*ASSIGNMENT*. Repeat verbatim, and only, the lines of the data below, beginning at the line that contains "Target: out-of-focus flower" and stopping after the line that contains "Please mark the dried".

*Stored data entries*.
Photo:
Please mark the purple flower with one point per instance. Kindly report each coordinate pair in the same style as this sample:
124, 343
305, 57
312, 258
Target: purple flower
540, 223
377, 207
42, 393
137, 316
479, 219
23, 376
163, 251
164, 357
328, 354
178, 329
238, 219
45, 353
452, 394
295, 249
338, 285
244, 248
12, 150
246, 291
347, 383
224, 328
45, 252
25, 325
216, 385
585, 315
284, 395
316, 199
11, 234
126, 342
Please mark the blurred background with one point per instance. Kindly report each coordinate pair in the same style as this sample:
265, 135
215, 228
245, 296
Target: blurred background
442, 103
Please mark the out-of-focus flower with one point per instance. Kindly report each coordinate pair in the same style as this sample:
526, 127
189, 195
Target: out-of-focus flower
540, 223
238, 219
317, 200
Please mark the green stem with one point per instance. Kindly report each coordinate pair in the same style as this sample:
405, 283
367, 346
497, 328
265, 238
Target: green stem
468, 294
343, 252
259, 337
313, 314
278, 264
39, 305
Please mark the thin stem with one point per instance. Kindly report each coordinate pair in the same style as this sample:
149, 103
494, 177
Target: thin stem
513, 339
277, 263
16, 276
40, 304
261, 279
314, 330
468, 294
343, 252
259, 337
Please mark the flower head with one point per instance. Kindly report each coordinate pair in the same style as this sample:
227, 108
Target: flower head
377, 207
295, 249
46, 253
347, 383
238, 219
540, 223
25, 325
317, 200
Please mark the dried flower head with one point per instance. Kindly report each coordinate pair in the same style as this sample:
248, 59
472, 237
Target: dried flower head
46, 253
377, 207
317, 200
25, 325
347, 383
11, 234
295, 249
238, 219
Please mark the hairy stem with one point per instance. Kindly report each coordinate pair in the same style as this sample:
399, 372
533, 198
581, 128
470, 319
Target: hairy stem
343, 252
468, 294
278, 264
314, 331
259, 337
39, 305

==

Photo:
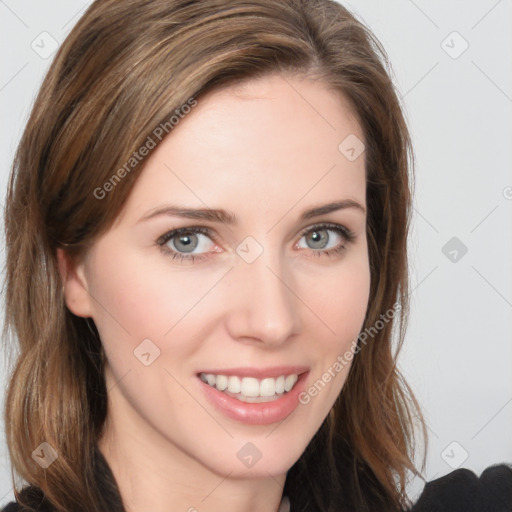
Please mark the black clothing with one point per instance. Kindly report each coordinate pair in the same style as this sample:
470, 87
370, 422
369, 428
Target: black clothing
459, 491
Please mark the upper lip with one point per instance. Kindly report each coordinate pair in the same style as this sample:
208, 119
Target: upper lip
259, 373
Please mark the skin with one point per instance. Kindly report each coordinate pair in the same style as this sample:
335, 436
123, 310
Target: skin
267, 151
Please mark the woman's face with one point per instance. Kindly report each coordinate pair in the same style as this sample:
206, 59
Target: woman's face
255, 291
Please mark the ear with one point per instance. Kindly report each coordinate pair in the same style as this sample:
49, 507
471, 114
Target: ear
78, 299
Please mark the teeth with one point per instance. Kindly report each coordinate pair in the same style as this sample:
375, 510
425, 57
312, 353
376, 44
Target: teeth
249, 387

*TASK SOLUTION*.
Target: out-of-focus flower
540, 223
238, 219
317, 200
Please mark the green stem with one point per instance. Kindly report each coordinate pair in the same style as this sample:
405, 283
367, 346
497, 328
265, 238
Target: green stem
468, 294
343, 252
259, 337
313, 314
278, 264
39, 305
Please mark the thin stem with one point per instance. Kindly report each coordinate pair in the same style as this sample:
149, 103
494, 177
Target: thin stem
513, 339
277, 263
16, 276
40, 304
261, 279
314, 330
468, 294
343, 252
259, 337
Please mark the flower head with one point per instance. Kindly report each coordinate pair in the same style as this sample:
227, 108
Target: flower head
377, 207
295, 249
46, 253
347, 383
238, 219
540, 223
25, 325
317, 200
Please mark the dried flower head with one point per instance. Kindly report each coordinate pair in the same style as this sample:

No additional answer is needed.